Return all the data below as it stands, minus the pictures.

***** Recorded data

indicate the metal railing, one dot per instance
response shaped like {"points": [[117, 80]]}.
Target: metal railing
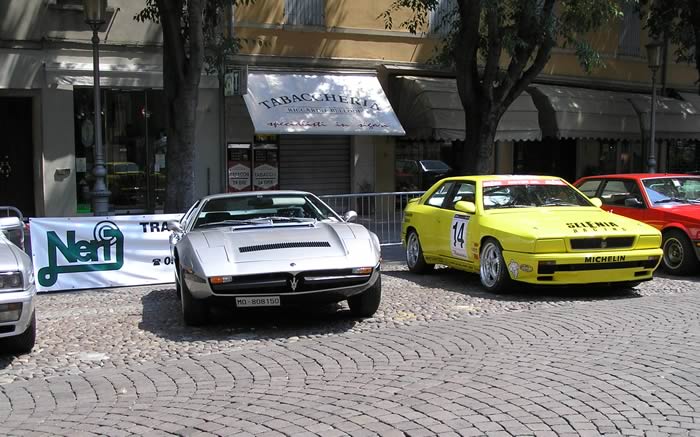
{"points": [[381, 213]]}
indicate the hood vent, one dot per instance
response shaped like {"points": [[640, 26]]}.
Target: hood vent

**********

Reply to the task:
indicate the metal railing, one dot per instance
response shaped like {"points": [[117, 80]]}.
Target: metal railing
{"points": [[381, 213]]}
indicate the hood vent, one dot per instance
response shaped like {"points": [[640, 26]]}.
Target: hood vent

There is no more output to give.